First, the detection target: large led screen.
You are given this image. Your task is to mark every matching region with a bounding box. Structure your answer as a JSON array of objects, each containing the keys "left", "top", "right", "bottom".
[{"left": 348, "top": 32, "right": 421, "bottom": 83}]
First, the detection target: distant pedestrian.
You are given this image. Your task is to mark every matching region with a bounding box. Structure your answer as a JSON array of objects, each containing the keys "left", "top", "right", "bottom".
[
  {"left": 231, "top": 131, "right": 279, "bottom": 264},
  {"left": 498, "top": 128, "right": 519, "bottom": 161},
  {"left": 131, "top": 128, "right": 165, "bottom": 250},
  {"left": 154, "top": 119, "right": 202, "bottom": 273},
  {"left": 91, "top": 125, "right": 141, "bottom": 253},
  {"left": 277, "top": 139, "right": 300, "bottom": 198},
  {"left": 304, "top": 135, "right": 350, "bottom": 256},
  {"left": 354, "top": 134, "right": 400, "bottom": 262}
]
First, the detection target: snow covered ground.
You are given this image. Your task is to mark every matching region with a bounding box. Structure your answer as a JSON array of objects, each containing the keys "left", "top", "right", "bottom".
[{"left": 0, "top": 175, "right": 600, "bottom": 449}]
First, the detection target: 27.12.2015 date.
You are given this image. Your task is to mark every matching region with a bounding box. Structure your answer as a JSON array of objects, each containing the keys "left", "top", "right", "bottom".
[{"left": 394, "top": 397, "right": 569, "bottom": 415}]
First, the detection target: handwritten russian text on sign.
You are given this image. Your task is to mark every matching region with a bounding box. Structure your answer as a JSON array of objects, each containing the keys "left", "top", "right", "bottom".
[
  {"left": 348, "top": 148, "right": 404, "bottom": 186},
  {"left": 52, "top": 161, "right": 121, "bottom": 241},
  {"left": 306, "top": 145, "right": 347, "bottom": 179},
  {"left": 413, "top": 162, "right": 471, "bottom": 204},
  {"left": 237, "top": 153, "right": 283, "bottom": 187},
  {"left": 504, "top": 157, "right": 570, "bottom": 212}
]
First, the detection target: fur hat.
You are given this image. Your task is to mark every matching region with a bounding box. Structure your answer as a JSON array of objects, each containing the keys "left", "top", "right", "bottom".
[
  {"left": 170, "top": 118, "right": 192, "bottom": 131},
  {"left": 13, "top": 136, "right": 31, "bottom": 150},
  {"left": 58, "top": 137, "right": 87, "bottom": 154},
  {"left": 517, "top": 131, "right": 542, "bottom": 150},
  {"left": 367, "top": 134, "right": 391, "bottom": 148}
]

────────────────────────────────────────

# DIRECTIVE
Please reproduce all of the data above word for word, changing nothing.

# ANSWER FOR THIS EXERCISE
First, the detection target: large led screen.
You are given this image. Your task is to mark every matching region with a bounding box. Structure your answer as a JSON array of objects, each containing the keys "left", "top", "right", "bottom".
[{"left": 348, "top": 32, "right": 421, "bottom": 83}]
First, the detection target: distant pedestrian.
You are given this image. Your task is to mark every matching region with a bounding box. Structure your answer as a JSON array of objects, each containing the keys "left", "top", "right", "bottom".
[
  {"left": 231, "top": 131, "right": 279, "bottom": 264},
  {"left": 498, "top": 128, "right": 519, "bottom": 161},
  {"left": 131, "top": 128, "right": 165, "bottom": 250},
  {"left": 154, "top": 119, "right": 202, "bottom": 273},
  {"left": 91, "top": 125, "right": 141, "bottom": 253},
  {"left": 277, "top": 139, "right": 300, "bottom": 198},
  {"left": 304, "top": 135, "right": 350, "bottom": 256},
  {"left": 354, "top": 134, "right": 400, "bottom": 262}
]
First, the detection target: snow covered ground.
You are given this image. Your task is to mark every matching region with a bounding box. Structure your answer as a JSON array of objects, each containing the keys "left", "top", "right", "bottom".
[{"left": 0, "top": 175, "right": 600, "bottom": 449}]
First, the detection target: 27.12.2015 date.
You are given this image. Your task is to mark every matching region with a bounding box. Structure your answer as a JSON array of objects, each containing the keys "left", "top", "right", "bottom".
[{"left": 394, "top": 397, "right": 569, "bottom": 415}]
First, the detection target: handwritten russian text on sign.
You are given this image. Your task is to mark every matching region with a bounding box. Structure your answer as a JSON array of objects, each containing the keys "left", "top", "right", "bottom".
[
  {"left": 348, "top": 148, "right": 404, "bottom": 186},
  {"left": 52, "top": 161, "right": 121, "bottom": 241},
  {"left": 306, "top": 145, "right": 347, "bottom": 179},
  {"left": 413, "top": 162, "right": 471, "bottom": 204},
  {"left": 237, "top": 153, "right": 283, "bottom": 187},
  {"left": 504, "top": 157, "right": 570, "bottom": 212}
]
First, the detection target: fur hat.
You are given this image. Your task is to mark every matching region with a bounding box. Structure your answer as a JSON array of objects, each containing the keys "left", "top", "right", "bottom".
[
  {"left": 170, "top": 118, "right": 192, "bottom": 131},
  {"left": 13, "top": 136, "right": 31, "bottom": 150},
  {"left": 58, "top": 137, "right": 87, "bottom": 154},
  {"left": 517, "top": 131, "right": 542, "bottom": 150},
  {"left": 367, "top": 134, "right": 391, "bottom": 148}
]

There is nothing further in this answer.